**Directions**
Copy out the rows below word for word, from the line containing "of the wall" through the end of the rows.

— START Raw data —

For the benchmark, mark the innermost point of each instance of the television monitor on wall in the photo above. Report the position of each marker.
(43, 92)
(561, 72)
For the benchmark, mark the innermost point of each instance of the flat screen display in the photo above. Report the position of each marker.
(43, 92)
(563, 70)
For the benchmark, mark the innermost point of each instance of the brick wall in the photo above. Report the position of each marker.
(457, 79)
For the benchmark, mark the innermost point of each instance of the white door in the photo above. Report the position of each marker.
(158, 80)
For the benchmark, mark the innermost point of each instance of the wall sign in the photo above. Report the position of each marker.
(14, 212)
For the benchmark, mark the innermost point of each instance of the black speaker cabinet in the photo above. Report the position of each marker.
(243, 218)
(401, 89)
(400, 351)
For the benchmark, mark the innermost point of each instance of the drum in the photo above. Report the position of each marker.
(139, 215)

— END Raw data —

**Result of the task**
For the benchmark, mark the innermost point of each instance of the wall sign in the photo above. Report the position of each marker.
(14, 212)
For the benchmark, mark the innermost point of each instance of the black speaker cabinet in the photo above. Report the position of each marker.
(243, 218)
(401, 89)
(400, 351)
For the benchmark, mark the innermost point of each instance of the drum in the photo above. Report the position of each marker.
(139, 215)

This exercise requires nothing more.